--- Begin DATASET ROWS ---

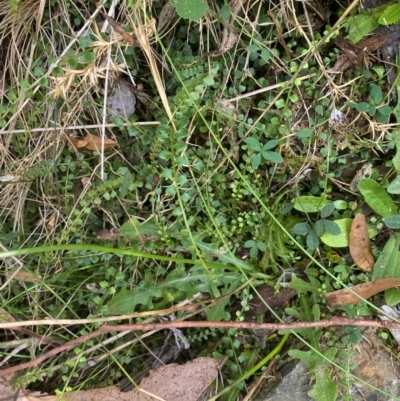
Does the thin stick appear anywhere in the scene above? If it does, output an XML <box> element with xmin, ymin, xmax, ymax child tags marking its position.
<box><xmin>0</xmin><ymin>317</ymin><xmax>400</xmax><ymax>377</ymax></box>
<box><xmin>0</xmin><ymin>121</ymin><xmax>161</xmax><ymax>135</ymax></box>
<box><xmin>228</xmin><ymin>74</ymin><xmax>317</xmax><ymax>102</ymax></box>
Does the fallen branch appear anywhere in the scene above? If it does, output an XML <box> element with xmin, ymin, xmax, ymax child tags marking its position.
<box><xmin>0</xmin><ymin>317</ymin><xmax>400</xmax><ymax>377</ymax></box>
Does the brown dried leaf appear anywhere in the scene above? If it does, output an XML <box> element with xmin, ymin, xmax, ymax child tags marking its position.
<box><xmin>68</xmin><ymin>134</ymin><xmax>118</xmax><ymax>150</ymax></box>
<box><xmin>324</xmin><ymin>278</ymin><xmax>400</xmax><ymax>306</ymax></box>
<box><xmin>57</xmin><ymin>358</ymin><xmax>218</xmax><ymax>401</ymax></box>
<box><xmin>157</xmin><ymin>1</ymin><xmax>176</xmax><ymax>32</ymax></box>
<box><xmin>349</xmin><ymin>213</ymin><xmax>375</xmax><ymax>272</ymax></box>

--- End DATASET ROWS ---
--- Begin DATASET ROWS ---

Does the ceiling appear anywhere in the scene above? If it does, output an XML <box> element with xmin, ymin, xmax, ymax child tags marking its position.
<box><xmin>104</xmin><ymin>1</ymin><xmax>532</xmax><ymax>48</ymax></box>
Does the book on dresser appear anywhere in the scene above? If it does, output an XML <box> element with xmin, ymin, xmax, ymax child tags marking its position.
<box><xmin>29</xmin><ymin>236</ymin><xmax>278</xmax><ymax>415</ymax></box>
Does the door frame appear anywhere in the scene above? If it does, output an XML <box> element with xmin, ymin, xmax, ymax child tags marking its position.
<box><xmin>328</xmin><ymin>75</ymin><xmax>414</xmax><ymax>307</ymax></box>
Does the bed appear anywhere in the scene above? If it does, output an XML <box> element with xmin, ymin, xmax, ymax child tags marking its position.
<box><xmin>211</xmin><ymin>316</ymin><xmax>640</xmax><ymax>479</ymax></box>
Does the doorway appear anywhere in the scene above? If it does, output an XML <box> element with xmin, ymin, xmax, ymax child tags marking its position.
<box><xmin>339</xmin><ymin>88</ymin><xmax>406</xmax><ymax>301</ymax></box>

--- End DATASET ROWS ---
--- Begin DATASET ROWS ---

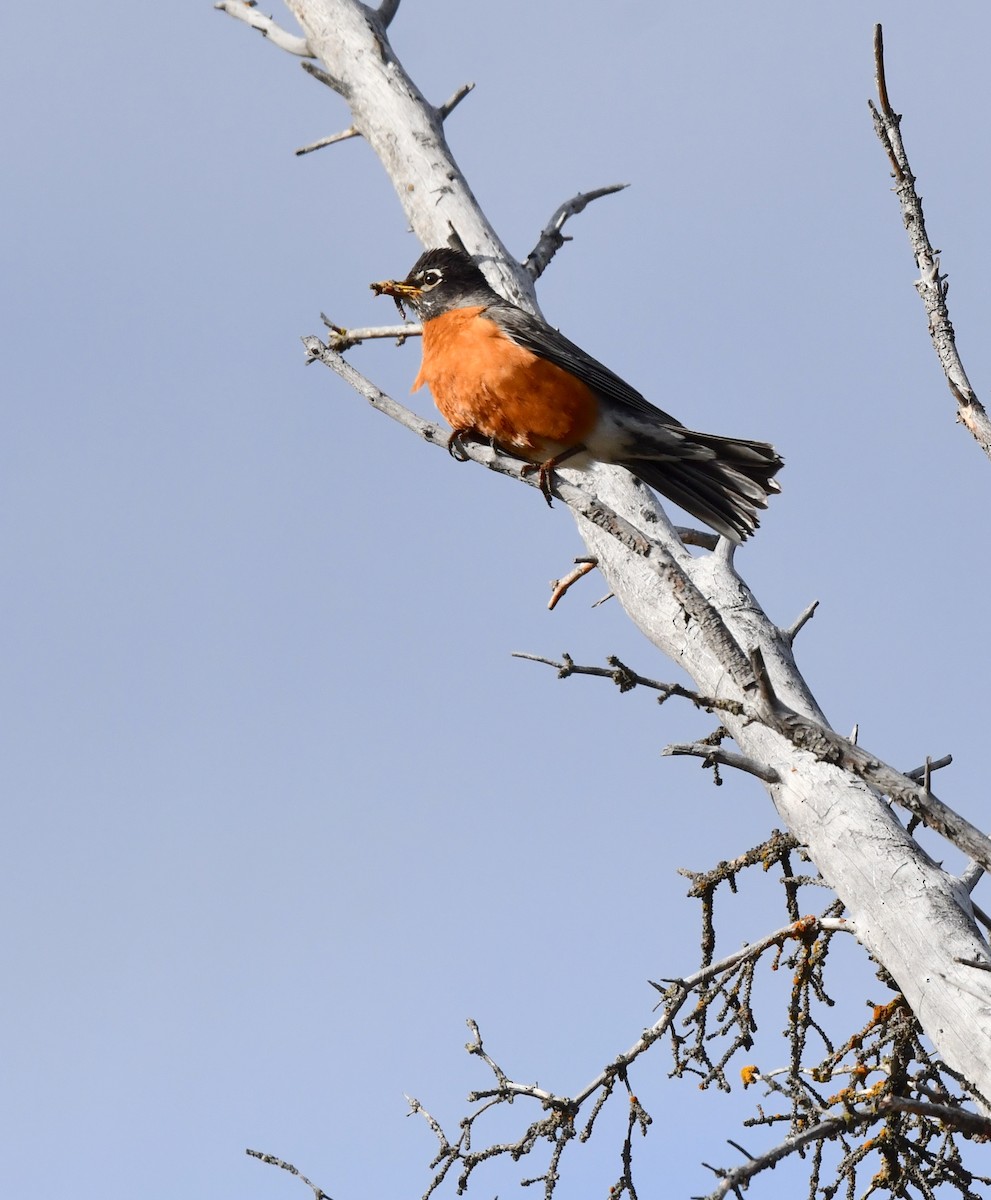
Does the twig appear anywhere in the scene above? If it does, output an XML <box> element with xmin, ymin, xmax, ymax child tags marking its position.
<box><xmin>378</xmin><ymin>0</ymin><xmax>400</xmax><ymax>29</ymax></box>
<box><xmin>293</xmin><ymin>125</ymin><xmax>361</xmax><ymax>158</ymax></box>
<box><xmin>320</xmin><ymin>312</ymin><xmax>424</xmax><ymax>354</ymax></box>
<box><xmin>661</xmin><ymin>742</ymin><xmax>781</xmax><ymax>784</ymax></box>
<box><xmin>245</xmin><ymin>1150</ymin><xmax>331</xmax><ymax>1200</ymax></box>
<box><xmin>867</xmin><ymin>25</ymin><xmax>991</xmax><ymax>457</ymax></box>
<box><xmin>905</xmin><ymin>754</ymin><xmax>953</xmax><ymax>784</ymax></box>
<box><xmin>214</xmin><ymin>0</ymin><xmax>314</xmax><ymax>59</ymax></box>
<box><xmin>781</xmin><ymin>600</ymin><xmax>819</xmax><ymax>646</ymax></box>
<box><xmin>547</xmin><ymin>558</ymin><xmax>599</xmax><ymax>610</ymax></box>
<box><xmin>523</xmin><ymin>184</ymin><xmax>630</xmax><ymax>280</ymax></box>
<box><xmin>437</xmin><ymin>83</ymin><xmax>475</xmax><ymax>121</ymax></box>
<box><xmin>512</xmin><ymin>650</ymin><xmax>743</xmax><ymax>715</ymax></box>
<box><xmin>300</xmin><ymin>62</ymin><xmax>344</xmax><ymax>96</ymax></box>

--- End DATASET ROWS ---

__AIM OF THE TASK__. From the entries above, pull out every line that contains the word "ceiling" and list those lines.

__TASK ANSWER__.
Does the ceiling appear anywhere in the scene above? If it does, output an XML <box> element with xmin, ymin, xmax, ymax child tags marking its position.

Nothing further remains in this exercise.